# Zu bearbeitende Aufgaben:
a. Beantworte anhand des Artikels über den Aids-Film diese Fragen:
(i) Wie lautet der Titel des Dokumentarfilms, der in der Schauburg gezeigt werden soll?
(ii) Wo veranstaltet die Regisseurin einen Tag später ein Seminar?
(iii) Was ist Martin Taschies beim Gesundheitsamt von Beruf?
b. Gib aus dem Artikel über den Aids-Film einen Abschnitt wortgetreu wieder. Fang bei den Worten „Medizin: Ärger um“ an und hör nach „gestern der taz.“ auf.
c. Schreib den Artikel über den Aids-Film im Anschluss an seinen letzten Satz weiter.

# Text:
• • • • •

Medizin: Ärger um Aids-Leugner
Das Schauburg Kino zeigt einen Film, der AIDS als Krankheit infrage stellt. "Verschwörungstheorie", warnen Beratungsstellen und Gesundheitsamt.
Das Gesundheitsamt und die Aids-Hilfe Bremen warnen vor einem Dokumentarfilm, der am Mittwoch in der Schauburg gezeigt werden soll. „I won’t go quietly“, lautet der Titel, bei dem sechs HIV-positive Frauen laut Ankündigung von ihrem Leben mit Aids berichten. Und darüber, dass es nach ihrer Überzeugung Aids als Krankheit gar nicht gibt, sondern eine Erfindung der Pharma-Industrie ist. Die Filmemacherin Anne Blumenthal teilt diese These. Krank seien die Frauen, die sie in der ganzen Welt gefilmt hat, nicht aufgrund des Virus, sondern wegen der Medikamente oder Lebensumstände, sagte sie gestern der taz.
Thomas Hilbert, Leiter der Abteilung für Sozialmedizin beim Bremer Gesundheitsamt, hält die Verbreitung solcher Thesen für lebensgefährlich. „Wir hatten im vergangenen Jahr eine Klientin, die dieser Verschwörungstheorie gefolgt ist“, sagt sein Kollege Martin Taschies, Sozialarbeiter beim Gesundheitsamt. Die Frau habe die Medikamente nicht mehr genommen und sei gestorben. Er befürchtet, dass sich durch den Film solche Fälle wiederholen. Vor allem, weil die Regisseurin einen Tag später ein Seminar im Kulturzentrum Lagerhaus veranstaltet. Als Referent geladen ist Stefan Lanka, ein Anhänger der sogenannten „Germanischen Neuen Medizin“, einer Bewegung, die sich gegen schulmedizinische Erkenntnisse wendet. Ihrem Gründer Ryke Geerd Hamer werden unter anderem antisemitische Positionen vorgeworfen. Aids sei eine Lüge, die in den USA erfunden worden sei, behauptet Lanka. Und: HIV sei keine Todesdiagnose.

• • • • •

# Auszüge der Einträge:
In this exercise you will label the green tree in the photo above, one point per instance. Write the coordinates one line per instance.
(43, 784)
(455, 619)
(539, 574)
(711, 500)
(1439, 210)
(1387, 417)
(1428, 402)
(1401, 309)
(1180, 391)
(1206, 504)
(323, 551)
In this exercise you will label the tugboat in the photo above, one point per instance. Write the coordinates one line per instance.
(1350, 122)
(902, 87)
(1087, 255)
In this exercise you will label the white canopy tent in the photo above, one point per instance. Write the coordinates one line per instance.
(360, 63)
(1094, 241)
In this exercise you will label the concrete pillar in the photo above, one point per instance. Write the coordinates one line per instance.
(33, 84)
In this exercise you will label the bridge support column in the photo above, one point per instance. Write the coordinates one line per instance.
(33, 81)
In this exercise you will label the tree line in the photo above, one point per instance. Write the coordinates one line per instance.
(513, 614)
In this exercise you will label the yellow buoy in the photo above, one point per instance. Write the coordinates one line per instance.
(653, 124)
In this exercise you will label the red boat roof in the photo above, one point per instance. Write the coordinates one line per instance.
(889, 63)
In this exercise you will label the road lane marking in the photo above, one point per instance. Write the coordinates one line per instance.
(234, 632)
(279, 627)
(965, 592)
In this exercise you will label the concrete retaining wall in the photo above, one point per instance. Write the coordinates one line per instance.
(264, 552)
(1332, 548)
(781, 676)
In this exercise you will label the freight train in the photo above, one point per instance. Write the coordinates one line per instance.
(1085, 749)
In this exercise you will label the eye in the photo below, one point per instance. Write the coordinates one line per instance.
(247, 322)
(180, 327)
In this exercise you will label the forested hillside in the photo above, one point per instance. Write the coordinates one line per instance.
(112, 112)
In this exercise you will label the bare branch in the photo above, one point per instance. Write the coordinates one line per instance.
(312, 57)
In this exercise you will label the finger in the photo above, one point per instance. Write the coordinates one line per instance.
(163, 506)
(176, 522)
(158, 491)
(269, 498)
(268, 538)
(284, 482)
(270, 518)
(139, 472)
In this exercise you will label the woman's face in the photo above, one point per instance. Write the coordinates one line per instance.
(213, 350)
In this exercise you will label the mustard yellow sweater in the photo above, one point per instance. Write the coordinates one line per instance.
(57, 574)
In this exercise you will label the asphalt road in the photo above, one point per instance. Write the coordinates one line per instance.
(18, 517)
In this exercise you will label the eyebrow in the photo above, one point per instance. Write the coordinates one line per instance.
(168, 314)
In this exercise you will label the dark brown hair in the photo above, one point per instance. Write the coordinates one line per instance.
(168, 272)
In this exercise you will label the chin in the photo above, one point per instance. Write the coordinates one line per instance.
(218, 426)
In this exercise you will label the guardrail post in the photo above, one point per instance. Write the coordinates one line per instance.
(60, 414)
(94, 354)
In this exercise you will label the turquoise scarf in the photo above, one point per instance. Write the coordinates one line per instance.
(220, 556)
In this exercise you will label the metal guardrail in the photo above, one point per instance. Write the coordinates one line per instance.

• • • • •

# Lösungen:
a.
(i) „I won’t go quietly“
(ii) Im Kulturzentrum Lagerhaus
(iii) Sozialarbeiter

b.
Medizin: Ärger um Aids-Leugner
Das Schauburg Kino zeigt einen Film, der AIDS als Krankheit infrage stellt. "Verschwörungstheorie", warnen Beratungsstellen und Gesundheitsamt.
Das Gesundheitsamt und die Aids-Hilfe Bremen warnen vor einem Dokumentarfilm, der am Mittwoch in der Schauburg gezeigt werden soll. „I won’t go quietly“, lautet der Titel, bei dem sechs HIV-positive Frauen laut Ankündigung von ihrem Leben mit Aids berichten. Und darüber, dass es nach ihrer Überzeugung Aids als Krankheit gar nicht gibt, sondern eine Erfindung der Pharma-Industrie ist. Die Filmemacherin Anne Blumenthal teilt diese These. Krank seien die Frauen, die sie in der ganzen Welt gefilmt hat, nicht aufgrund des Virus, sondern wegen der Medikamente oder Lebensumstände, sagte sie gestern der taz.

c.
„Das muss es auch tatsächlich nicht mehr sein“, so der Sozialarbeiter Taschies, der seit 1989 Infizierte begleitet. „Vor zwanzig Jahren bedeutete eine positive HIV-Diagnose eine Lebenserwartung von drei, vier, fünf Jahren. Heute kann ein HIV-Infizierter so alt werden wie alle anderen.“ Die Medikamente hätten sich weiterentwickelt, obgleich sie durchaus schlimme Nebenwirkungen haben können. „Es ist eine chronische Krankheit, mit der man lernen muss umzugehen.“ Für viele sei das nicht einfach, manchen könnte die Vorstellung, gar nicht krank zu sein, sehr verlockend erscheinen. „Zumal es durchaus so ist, dass man sich nicht krank fühlt – solange Aids nicht ausgebrochen ist.“
Der HI-Virus führt zu einer Schwächung des Immunsystems. In Folge kommt es zu Erkrankungen durch Erreger, gegen die sich der Körper ansonsten selbst wehren könnte. Erst beim Ausbruch dieser Erkrankungen spricht man von AIDS. In Bremen starben 2011 daran 20 Menschen, während 30 HIV-Neuinfektionen hinzukamen. Etwa 1200 Menschen im Land sind HIV-positiv.
Für Regisseurin Blumenthal stellt dies keinen Behandlungsgrund dar. Auf die Frage, warum Ärzte und Beratungsstellen dies anders sehen und Krankenkassen die teure Behandlung bezahlen, sagt sie: „Eine Antwort habe ich nicht, ich will die Diskussion voran treiben.“ Ihr Mitstreiter Lanka hingegen meint es zu wissen. „Professoren, Staatsdiener“, diese „lügen im Interesse der Pharmaindustrie und die müssen die Interessen des Zinses bedienen“, so lässt sich dem Mitschnitt eines Vortrages entnehmen.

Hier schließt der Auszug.